■ Article
+++

[ 
https://issues.apache.org/jira/browse/SPARK-22443?page=com.atlassian.jira.plugin.system.issuetabpanels:comment-tabpanel&focusedCommentId=16239312#comment-16239312
 ] 

Hongbo commented on SPARK-22443:
--------------------------------

In our case, we want to map MySQL YEAR to ShortType instead of DateType. 
Ideally, I'd like to write a custom dialect by overriding the getCatalystType 
method. But it doesn't work because it breaks the quoteIdentifier implemented 
in the predefined MySQLDialect.

We have a workaround. The custom dialect needs to override all other methods 
and redirect to the implementation in MySQLDialect. Then we unregister 
MySQLDialect and register our custom dialect. It's not robust because if there 
are new methods added to JdbcDialect in the future, it may break again.

+++

■ Given records
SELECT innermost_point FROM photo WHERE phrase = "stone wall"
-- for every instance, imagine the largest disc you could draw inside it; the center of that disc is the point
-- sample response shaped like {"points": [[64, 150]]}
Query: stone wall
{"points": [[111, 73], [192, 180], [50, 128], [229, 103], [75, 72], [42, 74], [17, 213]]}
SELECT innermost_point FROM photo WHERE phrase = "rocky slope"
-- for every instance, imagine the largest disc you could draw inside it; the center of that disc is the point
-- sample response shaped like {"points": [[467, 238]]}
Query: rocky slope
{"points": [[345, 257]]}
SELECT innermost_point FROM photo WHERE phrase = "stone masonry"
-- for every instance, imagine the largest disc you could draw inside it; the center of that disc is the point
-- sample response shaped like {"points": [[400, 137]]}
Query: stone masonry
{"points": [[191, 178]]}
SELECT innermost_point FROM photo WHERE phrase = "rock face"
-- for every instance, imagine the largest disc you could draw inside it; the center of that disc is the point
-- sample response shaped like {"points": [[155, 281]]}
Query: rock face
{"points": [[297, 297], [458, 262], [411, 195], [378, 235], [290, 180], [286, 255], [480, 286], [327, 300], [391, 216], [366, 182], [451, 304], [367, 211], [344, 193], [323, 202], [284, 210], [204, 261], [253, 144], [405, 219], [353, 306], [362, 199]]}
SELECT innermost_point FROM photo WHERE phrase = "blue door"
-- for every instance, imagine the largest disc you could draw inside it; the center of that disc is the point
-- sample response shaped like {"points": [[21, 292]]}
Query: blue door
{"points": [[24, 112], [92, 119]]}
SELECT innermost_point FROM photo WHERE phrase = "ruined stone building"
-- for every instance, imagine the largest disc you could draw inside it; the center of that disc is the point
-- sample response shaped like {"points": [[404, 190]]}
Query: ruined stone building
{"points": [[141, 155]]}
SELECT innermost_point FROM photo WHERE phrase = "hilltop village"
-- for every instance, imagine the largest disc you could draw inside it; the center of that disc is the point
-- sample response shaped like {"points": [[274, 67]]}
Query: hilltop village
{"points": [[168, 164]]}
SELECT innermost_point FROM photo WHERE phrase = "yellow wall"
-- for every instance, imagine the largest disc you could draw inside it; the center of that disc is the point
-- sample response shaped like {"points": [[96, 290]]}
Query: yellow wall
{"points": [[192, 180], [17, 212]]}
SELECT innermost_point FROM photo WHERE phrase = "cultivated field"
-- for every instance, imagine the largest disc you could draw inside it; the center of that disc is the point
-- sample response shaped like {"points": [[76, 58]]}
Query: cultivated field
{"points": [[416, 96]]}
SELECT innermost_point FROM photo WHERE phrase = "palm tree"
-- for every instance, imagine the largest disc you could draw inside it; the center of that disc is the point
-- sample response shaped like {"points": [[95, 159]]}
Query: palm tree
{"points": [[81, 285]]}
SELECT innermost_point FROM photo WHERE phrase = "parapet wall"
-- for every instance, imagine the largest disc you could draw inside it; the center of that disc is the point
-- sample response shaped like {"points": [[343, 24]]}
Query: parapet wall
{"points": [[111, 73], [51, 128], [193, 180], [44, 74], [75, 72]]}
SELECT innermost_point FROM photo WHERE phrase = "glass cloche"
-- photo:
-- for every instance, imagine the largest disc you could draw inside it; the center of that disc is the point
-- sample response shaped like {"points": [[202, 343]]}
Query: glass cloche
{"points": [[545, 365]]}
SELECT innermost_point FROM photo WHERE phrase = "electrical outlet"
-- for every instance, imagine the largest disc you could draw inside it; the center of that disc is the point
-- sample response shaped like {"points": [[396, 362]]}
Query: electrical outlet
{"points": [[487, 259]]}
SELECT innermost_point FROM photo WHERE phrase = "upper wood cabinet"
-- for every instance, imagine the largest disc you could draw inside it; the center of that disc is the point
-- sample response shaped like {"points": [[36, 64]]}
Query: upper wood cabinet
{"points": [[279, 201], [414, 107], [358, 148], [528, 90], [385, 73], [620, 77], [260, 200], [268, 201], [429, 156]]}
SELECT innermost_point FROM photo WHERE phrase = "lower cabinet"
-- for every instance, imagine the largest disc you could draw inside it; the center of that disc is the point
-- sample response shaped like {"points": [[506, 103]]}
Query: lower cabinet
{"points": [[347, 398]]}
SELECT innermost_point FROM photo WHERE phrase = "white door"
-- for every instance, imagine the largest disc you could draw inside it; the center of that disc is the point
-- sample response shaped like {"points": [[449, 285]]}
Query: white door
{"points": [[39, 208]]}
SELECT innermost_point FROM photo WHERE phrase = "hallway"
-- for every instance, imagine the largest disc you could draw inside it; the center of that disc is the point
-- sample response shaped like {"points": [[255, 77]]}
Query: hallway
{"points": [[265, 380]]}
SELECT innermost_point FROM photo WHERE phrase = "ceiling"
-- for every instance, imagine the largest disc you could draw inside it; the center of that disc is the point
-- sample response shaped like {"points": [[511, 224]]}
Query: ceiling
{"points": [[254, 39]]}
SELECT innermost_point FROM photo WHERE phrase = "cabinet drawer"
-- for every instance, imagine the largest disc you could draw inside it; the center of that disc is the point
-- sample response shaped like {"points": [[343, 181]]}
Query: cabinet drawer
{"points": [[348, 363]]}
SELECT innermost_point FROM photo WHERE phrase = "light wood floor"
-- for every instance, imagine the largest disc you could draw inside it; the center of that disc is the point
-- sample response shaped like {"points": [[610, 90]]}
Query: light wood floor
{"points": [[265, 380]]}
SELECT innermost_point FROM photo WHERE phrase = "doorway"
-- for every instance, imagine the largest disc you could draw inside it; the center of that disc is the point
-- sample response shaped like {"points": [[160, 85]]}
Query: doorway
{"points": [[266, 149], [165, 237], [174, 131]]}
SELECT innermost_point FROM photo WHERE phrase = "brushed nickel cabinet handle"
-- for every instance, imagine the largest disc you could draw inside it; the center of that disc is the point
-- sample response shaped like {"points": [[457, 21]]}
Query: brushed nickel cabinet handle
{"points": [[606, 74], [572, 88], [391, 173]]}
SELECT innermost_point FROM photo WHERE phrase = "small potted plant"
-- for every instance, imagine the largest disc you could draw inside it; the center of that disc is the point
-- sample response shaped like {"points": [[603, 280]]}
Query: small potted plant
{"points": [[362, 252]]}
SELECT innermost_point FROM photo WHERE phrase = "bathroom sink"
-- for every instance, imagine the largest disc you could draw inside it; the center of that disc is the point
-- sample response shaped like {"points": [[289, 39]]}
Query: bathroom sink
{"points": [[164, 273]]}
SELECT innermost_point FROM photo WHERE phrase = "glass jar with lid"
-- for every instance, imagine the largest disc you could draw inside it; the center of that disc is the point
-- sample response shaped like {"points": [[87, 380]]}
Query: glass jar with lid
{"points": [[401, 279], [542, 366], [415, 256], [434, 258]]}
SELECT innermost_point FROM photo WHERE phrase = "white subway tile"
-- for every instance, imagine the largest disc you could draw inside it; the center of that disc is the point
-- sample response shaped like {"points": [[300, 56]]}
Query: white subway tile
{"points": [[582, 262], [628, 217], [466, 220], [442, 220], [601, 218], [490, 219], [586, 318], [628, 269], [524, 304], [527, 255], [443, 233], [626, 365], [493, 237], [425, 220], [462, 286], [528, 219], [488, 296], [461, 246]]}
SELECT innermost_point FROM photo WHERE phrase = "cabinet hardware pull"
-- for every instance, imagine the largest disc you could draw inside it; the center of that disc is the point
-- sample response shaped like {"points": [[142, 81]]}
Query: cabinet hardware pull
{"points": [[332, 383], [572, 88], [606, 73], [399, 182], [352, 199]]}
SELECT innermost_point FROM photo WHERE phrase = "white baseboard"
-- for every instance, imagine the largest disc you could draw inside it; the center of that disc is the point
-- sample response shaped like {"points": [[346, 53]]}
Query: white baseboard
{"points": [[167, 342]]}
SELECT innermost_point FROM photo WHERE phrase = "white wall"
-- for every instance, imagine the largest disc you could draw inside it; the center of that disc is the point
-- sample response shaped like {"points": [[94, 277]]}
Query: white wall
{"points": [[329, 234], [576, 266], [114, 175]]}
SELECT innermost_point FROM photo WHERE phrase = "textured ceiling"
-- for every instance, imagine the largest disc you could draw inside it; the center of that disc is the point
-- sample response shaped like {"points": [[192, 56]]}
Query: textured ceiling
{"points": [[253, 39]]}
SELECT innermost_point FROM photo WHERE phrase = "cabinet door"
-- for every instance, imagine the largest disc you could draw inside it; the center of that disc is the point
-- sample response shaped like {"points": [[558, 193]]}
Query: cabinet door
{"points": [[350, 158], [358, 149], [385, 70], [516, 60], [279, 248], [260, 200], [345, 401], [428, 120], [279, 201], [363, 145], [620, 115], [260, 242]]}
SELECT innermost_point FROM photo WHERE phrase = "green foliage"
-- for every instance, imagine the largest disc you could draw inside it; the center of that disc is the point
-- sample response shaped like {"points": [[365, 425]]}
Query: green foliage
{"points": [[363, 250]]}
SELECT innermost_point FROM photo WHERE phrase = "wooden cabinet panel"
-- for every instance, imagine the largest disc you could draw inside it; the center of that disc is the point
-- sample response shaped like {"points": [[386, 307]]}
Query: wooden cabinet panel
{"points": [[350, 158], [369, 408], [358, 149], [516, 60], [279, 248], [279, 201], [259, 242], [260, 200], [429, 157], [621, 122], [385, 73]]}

+++

■ To-do list
1. Rework everything from "In our case, we" down to "may break again." in the Spark JIRA comment, putting "user-defined dialect" wherever "custom dialect" appears.
2. In the Spark JIRA comment, which type does the commenter want MySQL YEAR mapped to?
3. Carry the Spark JIRA comment on from the point where it stops.

■ Task results
1.
In our case, we want to map MySQL YEAR to ShortType instead of DateType. 
Ideally, I'd like to write a user-defined dialect by overriding the getCatalystType 
method. But it doesn't work because it breaks the quoteIdentifier implemented 
in the predefined MySQLDialect.

We have a workaround. The user-defined dialect needs to override all other methods 
and redirect to the implementation in MySQLDialect. Then we unregister 
MySQLDialect and register our user-defined dialect. It's not robust because if there 
are new methods added to JdbcDialect in the future, it may break again.

2. ShortType, instead of DateType.

3.
> AggregatedDialect doesn't override quoteIdentifier and other methods in 
> JdbcDialects
> ------------------------------------------------------------------------------------
>
>                 Key: SPARK-22443
>                 URL: https://issues.apache.org/jira/browse/SPARK-22443
>             Project: Spark
>          Issue Type: Bug
>          Components: SQL
>    Affects Versions: 2.2.0
>            Reporter: Hongbo
>
> The AggregatedDialect only implements canHandle, getCatalystType, 
> getJDBCType. It doesn't implement other methods in JdbcDialect. 
> So if multiple Dialects are registered with the same driver, the 
> implementation of these methods will not be taken and the default 
> implementation in JdbcDialect will be used.
> Example:
> {code:java}
> package example
> import java.util.Properties
> import org.apache.spark.sql.SparkSession
> import org.apache.spark.sql.jdbc.{JdbcDialect, JdbcDialects}
> import org.apache.spark.sql.types.{DataType, MetadataBuilder}
> object AnotherMySQLDialect extends JdbcDialect {
>   override def canHandle(url : String): Boolean = url.startsWith("jdbc:mysql")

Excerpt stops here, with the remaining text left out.